EXTRACT PROVIDED:
########

Legacy Planning: Supporting Family and Causes

Ensuring the well-being of family and supporting causes you care about requires careful planning.

Leading a company is the apex of professional achievement. But for many executives, the primary motivation for decades of toil is rooted in deeply personal goals – the wish to ensure the long-term well-being of family and provide meaningful support to the causes they believe in.

To ensure your giving is effective, you will want to begin planning well before retirement. And there is no doubt that concentration of equity-linked compensation makes gifting complicated for many corporate executives. Articulating purpose and understanding the challenges are critical to identifying the strategies that will be most effective for you.

Determine Purpose

Whether you are mid-career or on the precipice of retirement, there are numerous questions to ask as you consider the people and causes you want to support and how you want to support them. These discussions should be ongoing and far-reaching. As a starting point, however, it can help to remember: 

Your legacy is more than financial.

Naturally, many view providing financial security to loved ones and philanthropic organizations as a first priority. But thinking about the question of financial gifts in tandem with personal goals and how you might contribute your time and talents can focus your giving.

Where have you had the most impact?

########

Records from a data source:
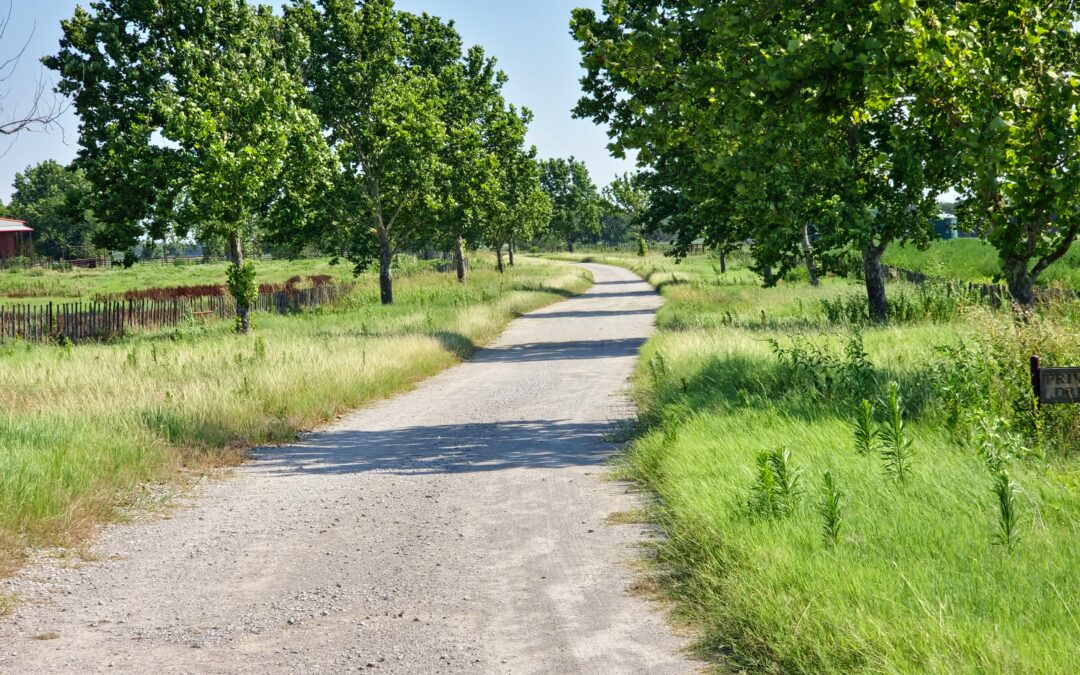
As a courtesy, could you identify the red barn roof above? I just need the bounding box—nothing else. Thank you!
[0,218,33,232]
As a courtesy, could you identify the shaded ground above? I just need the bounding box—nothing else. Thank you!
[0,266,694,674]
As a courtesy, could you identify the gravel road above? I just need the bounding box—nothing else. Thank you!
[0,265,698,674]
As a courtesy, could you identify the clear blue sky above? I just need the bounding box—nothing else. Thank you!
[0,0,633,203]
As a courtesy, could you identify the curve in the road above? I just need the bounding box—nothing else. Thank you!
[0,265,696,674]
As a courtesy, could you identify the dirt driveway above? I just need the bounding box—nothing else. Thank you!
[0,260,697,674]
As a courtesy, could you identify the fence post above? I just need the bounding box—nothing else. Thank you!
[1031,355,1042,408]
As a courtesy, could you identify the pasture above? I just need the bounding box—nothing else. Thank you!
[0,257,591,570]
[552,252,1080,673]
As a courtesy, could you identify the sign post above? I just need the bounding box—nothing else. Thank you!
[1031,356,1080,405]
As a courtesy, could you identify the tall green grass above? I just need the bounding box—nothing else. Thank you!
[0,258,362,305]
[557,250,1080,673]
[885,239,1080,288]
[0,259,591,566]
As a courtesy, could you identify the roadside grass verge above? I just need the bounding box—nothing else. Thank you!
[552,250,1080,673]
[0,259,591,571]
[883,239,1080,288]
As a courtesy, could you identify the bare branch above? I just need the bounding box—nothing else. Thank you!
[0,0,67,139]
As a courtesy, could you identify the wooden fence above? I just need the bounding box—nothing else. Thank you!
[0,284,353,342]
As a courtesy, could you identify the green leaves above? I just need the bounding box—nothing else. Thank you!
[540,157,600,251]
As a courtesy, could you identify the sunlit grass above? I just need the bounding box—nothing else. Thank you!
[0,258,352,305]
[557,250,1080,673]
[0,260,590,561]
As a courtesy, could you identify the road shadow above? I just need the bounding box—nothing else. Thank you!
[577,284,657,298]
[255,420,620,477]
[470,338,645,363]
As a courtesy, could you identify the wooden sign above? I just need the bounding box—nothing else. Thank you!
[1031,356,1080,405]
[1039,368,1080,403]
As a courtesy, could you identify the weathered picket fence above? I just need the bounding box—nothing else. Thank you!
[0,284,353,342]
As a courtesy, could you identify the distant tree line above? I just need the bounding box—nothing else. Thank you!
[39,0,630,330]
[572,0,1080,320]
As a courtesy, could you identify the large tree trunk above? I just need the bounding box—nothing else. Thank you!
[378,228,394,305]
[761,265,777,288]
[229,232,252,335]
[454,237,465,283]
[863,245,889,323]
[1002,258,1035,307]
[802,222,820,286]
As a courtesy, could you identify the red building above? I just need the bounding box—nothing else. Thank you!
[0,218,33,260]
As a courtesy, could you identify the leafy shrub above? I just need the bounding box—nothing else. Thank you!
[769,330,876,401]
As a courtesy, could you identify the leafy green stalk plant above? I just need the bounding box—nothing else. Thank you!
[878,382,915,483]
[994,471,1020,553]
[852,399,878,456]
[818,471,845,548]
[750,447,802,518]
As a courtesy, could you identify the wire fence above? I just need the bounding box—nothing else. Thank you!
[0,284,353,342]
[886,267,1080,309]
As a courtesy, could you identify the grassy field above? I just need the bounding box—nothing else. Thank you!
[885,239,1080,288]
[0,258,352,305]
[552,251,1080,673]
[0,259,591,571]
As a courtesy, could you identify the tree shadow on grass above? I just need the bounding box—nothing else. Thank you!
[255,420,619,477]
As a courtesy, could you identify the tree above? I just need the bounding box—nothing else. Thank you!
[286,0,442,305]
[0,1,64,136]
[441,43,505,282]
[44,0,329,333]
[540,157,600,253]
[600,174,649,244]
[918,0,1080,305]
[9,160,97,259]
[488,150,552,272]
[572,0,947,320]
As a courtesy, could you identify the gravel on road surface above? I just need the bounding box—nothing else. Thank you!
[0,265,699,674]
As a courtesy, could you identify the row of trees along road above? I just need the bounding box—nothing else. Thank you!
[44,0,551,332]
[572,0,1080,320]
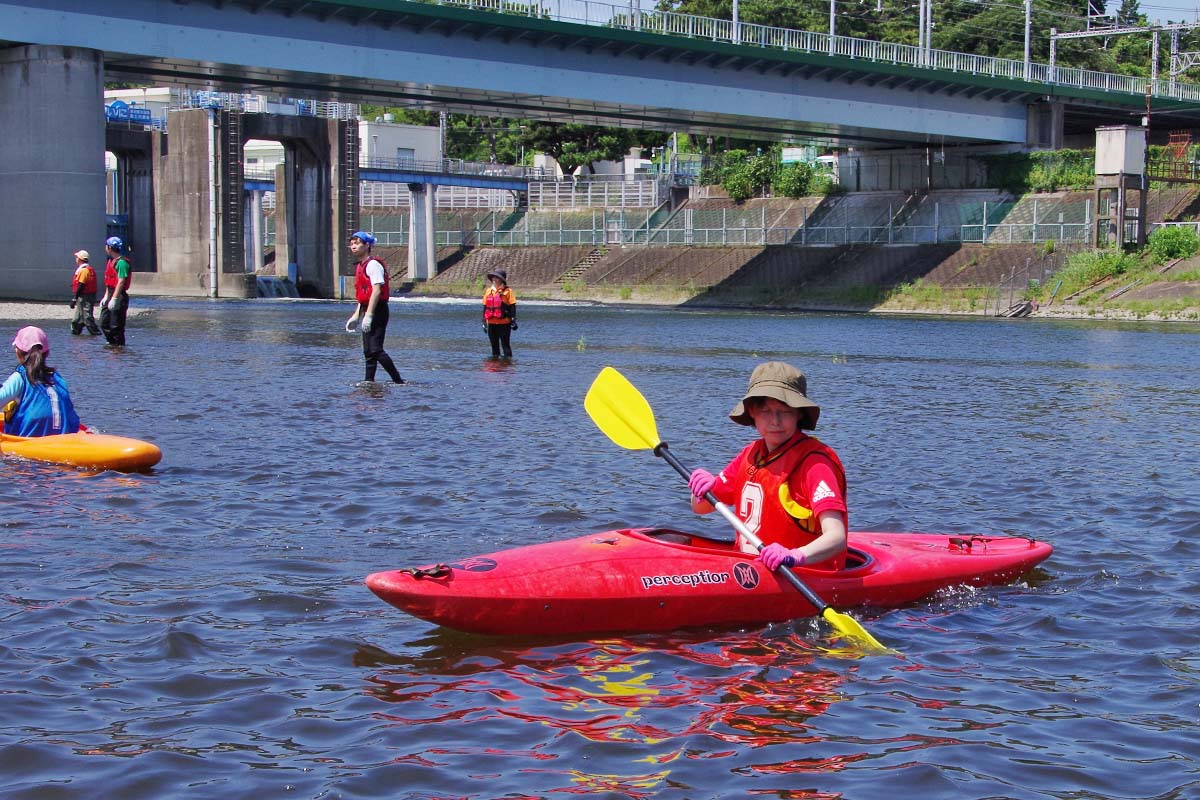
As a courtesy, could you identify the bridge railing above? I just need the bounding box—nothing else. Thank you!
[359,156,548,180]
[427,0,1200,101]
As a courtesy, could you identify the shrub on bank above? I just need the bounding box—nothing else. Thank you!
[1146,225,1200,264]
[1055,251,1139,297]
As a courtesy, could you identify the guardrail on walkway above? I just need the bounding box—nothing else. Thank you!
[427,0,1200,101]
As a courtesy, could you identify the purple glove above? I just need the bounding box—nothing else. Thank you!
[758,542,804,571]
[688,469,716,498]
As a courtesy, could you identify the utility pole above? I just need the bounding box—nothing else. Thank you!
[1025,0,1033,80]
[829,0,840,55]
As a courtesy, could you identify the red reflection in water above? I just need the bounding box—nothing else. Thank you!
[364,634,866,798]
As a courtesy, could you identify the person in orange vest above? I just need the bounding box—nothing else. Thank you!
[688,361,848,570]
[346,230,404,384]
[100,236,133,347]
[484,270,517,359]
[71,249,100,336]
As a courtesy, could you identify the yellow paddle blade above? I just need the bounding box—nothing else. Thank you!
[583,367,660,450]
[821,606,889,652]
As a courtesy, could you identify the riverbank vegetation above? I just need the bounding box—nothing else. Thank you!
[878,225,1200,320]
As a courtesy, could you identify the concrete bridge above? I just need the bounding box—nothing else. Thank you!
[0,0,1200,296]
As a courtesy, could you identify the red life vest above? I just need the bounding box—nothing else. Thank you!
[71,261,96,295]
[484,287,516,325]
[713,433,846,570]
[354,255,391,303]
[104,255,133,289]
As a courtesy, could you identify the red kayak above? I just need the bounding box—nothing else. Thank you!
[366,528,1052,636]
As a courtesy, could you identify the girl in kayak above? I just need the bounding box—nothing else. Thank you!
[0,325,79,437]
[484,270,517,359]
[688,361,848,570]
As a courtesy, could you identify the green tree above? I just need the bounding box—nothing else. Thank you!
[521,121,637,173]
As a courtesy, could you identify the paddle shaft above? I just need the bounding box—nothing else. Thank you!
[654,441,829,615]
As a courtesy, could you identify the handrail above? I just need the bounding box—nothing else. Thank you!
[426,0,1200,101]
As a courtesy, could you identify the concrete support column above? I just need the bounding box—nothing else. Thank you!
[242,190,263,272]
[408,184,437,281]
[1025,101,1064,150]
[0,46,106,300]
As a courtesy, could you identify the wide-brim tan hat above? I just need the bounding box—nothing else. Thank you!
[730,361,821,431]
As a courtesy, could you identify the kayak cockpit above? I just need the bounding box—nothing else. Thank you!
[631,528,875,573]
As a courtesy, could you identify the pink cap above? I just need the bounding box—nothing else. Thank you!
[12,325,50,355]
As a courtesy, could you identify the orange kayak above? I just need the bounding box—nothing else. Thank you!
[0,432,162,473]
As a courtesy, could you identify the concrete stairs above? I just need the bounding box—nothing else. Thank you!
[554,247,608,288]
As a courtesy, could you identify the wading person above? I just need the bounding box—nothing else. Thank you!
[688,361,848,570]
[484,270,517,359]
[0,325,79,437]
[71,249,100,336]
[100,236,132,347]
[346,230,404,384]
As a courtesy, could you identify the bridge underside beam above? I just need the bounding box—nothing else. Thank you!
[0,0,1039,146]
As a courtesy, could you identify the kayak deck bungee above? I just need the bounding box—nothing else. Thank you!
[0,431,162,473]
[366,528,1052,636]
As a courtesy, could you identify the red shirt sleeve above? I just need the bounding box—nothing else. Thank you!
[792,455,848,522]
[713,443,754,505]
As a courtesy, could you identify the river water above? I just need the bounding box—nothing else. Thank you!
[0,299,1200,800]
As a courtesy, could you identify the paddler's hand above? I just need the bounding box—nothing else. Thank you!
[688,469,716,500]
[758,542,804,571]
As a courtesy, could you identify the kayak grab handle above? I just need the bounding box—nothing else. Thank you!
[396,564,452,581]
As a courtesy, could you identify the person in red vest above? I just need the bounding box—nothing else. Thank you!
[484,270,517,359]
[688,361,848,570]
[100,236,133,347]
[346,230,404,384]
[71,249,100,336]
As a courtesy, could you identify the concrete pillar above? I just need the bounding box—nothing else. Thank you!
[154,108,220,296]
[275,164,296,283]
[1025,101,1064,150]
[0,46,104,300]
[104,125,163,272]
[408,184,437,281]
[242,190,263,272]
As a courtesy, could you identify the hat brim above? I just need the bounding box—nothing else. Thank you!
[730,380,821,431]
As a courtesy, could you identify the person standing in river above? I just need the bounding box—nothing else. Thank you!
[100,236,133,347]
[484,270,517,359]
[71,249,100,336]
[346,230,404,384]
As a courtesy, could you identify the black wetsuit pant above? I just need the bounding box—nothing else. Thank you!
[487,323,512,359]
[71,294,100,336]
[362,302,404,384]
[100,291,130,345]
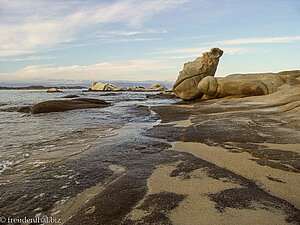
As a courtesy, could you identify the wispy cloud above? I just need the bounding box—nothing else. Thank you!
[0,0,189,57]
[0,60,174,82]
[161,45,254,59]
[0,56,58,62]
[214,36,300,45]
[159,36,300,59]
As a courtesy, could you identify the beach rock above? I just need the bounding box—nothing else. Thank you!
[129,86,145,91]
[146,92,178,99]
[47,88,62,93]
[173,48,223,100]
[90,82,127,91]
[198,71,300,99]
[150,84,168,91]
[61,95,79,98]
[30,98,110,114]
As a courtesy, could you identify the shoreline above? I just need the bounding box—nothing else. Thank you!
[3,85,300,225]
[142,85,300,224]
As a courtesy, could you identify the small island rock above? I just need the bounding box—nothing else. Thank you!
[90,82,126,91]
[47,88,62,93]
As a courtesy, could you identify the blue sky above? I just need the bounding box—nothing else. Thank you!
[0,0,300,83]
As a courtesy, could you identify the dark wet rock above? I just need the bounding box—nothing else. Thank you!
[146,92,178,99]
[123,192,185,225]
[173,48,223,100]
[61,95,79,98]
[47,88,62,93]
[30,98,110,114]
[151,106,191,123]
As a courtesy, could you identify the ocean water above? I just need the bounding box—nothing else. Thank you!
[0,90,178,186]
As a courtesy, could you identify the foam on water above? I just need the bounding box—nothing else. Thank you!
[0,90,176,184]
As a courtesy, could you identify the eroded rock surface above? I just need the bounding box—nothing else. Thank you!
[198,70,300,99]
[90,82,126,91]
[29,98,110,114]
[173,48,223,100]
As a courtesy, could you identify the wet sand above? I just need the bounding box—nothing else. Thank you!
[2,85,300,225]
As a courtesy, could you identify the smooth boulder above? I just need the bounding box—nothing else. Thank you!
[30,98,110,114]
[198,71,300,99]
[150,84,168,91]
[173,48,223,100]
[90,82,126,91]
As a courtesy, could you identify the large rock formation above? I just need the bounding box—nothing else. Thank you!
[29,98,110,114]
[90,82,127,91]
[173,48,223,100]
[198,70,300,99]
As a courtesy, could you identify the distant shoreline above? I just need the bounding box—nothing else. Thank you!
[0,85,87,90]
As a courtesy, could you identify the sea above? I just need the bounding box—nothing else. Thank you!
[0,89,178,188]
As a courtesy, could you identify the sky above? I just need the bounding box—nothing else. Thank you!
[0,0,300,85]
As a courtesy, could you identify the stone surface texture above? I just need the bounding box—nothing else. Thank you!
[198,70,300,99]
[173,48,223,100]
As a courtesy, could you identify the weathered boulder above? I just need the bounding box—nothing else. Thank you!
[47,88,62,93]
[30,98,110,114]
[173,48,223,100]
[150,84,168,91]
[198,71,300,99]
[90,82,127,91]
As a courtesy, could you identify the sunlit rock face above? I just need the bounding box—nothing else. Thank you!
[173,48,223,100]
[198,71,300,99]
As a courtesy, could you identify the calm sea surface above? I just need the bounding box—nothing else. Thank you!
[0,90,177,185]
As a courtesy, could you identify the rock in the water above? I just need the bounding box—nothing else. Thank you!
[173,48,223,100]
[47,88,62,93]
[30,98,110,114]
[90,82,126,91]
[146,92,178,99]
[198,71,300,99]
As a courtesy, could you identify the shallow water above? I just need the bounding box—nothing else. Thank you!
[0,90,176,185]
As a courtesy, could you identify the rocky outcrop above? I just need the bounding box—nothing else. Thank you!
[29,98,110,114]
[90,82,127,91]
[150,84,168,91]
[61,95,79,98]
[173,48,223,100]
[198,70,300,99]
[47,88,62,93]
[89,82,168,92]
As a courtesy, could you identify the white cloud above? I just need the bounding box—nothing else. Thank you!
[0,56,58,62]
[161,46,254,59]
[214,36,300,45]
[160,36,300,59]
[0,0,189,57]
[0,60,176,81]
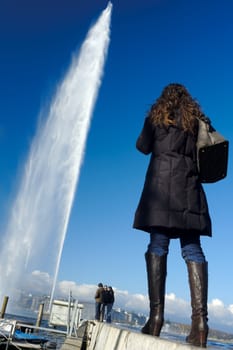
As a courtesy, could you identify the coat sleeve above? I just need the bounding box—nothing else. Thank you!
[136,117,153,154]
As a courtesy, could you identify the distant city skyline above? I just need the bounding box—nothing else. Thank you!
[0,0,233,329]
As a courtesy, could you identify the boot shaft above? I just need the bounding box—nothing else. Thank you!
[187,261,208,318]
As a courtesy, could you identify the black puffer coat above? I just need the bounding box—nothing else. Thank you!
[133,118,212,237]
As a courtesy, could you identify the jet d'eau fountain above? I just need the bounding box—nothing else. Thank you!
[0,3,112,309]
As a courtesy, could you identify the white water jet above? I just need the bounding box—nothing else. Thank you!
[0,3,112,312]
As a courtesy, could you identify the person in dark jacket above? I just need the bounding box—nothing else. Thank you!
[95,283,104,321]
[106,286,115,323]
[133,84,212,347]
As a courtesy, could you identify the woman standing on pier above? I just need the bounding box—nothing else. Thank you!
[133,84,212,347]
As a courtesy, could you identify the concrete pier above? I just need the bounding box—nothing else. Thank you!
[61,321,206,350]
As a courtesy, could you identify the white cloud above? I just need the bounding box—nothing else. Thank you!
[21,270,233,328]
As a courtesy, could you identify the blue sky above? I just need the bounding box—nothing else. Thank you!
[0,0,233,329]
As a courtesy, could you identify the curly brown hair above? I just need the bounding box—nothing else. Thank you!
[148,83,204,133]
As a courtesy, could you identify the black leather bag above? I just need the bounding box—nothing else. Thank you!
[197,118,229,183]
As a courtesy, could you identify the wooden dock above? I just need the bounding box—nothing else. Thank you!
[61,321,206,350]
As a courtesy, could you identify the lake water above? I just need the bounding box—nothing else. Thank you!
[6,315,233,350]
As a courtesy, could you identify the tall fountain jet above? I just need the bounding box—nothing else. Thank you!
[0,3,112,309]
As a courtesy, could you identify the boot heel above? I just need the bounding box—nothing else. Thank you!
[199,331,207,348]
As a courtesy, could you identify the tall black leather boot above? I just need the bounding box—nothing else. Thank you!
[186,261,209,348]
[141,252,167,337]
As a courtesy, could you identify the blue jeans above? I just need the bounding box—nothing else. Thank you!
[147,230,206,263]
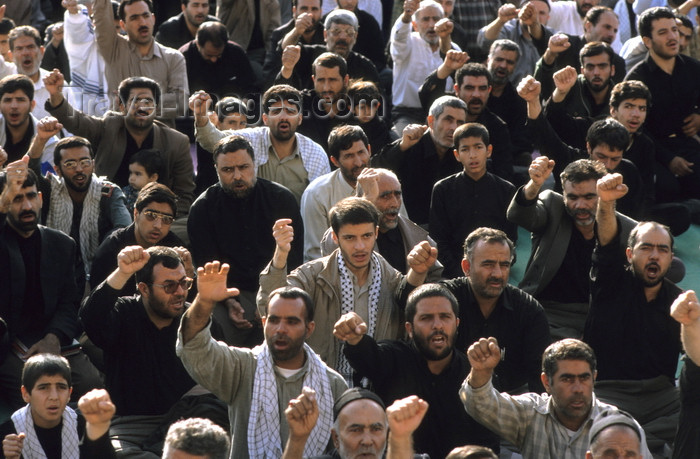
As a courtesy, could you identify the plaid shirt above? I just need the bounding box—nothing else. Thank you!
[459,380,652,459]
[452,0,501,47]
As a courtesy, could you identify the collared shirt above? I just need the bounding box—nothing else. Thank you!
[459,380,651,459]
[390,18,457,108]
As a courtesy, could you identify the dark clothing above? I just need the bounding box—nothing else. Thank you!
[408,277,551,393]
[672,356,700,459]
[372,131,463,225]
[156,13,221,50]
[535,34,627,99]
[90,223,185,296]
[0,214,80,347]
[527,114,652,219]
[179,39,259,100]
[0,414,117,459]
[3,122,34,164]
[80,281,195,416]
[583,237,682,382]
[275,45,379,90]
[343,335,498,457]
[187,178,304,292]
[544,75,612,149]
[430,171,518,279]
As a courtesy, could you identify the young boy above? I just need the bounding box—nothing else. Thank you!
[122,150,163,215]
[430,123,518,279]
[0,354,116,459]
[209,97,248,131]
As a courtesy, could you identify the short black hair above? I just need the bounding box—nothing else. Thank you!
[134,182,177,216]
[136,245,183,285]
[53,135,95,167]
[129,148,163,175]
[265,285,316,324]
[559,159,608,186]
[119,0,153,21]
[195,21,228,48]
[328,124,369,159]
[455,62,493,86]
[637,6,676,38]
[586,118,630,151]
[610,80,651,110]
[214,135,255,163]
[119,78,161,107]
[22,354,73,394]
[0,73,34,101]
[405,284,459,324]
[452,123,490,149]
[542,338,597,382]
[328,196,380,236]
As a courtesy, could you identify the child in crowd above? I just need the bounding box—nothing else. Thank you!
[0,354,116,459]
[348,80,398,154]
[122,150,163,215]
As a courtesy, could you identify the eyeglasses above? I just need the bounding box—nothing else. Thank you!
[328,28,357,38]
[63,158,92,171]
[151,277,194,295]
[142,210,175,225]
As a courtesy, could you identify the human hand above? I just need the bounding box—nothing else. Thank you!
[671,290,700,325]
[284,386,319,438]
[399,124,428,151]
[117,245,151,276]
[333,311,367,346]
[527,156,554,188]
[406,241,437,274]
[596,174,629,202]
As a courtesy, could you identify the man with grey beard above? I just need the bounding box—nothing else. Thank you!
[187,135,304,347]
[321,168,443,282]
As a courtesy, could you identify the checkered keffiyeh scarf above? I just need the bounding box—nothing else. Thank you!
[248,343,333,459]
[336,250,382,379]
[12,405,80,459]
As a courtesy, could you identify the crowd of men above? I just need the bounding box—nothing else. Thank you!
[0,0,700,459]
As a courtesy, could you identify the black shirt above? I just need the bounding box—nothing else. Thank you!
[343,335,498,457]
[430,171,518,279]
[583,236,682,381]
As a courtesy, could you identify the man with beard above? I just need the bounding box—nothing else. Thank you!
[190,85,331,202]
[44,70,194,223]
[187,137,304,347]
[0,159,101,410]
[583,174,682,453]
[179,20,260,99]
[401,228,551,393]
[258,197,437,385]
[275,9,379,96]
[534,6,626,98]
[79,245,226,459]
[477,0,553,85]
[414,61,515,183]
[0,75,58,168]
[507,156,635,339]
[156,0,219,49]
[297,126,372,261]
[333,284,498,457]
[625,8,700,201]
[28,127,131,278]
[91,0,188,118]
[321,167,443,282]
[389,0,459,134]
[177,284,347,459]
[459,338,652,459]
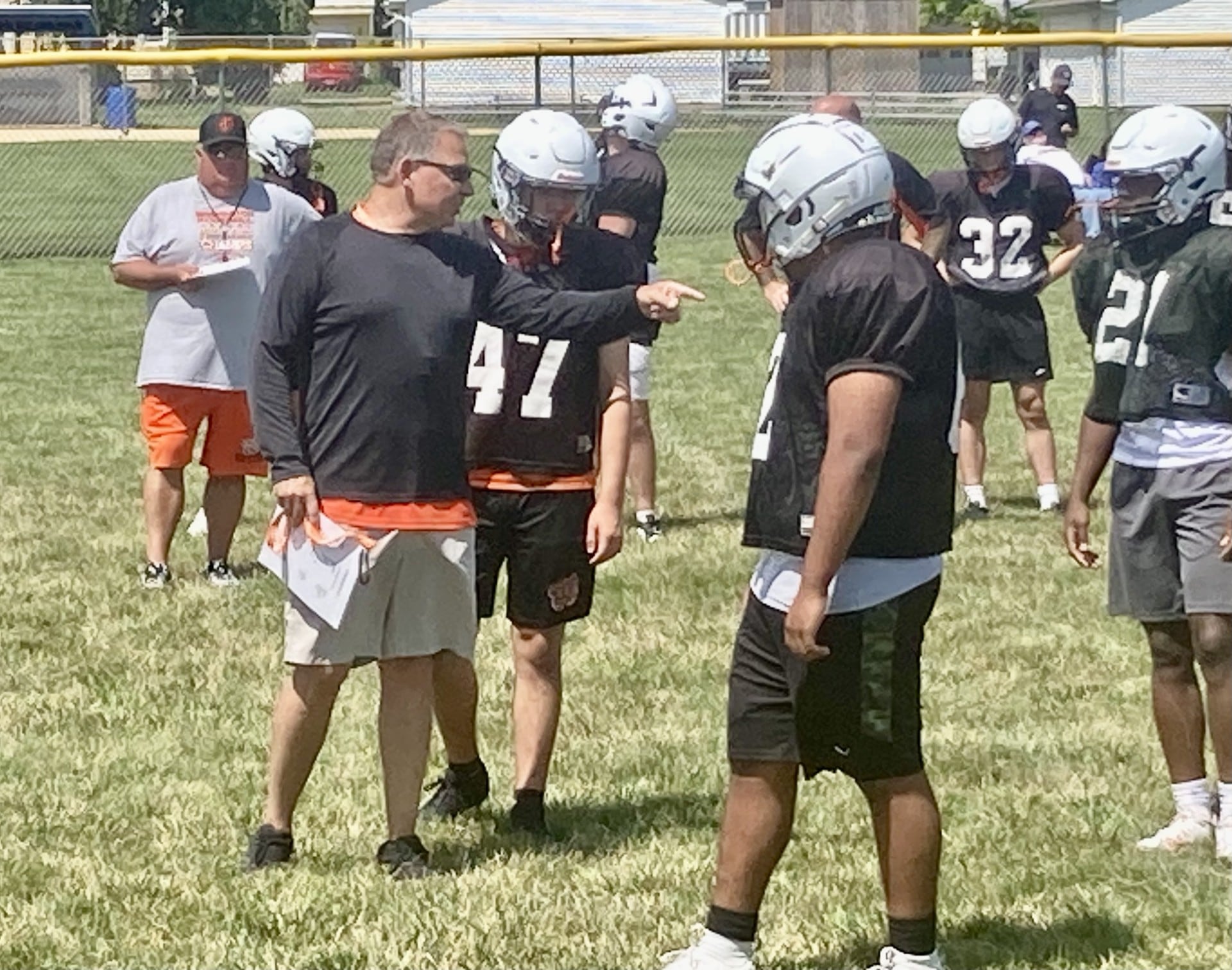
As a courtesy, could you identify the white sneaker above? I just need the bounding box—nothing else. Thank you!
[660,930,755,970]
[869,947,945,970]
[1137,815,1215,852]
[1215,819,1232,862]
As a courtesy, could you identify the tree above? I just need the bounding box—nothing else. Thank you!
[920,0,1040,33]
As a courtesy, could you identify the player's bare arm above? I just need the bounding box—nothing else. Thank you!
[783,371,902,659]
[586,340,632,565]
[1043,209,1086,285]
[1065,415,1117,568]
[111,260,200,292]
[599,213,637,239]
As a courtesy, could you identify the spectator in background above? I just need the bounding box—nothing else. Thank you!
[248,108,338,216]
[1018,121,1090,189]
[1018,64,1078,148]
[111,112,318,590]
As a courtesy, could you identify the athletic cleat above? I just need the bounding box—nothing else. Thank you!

########

REQUIREMENTS:
(1) Answer these questions using the legacy planning text:
(a) What makes gifting complicated for many corporate executives?
(b) When should you begin planning to make your giving effective?
(c) According to the text, your legacy is more than what?
(2) In the legacy planning text, restate the paragraph beginning "To ensure your giving is effective" as a short bulleted list that keeps its main facts.
(3) Reproduce the stretch of the legacy planning text from "Whether you are" through "more than financial.".

ANSWERS BY TASK:
(1)
(a) Concentration of equity-linked compensation.
(b) Well before retirement.
(c) Financial.

(2)
- Begin planning well before retirement so that your giving is effective.
- For many corporate executives, concentrated equity-linked compensation complicates gifting.
- Stating your purpose and understanding the challenges are critical to finding the strategies that will work best for you.

(3)
Whether you are mid-career or on the precipice of retirement, there are numerous questions to ask as you consider the people and causes you want to support and how you want to support them. These discussions should be ongoing and far-reaching. As a starting point, however, it can help to remember: 

Your legacy is more than financial.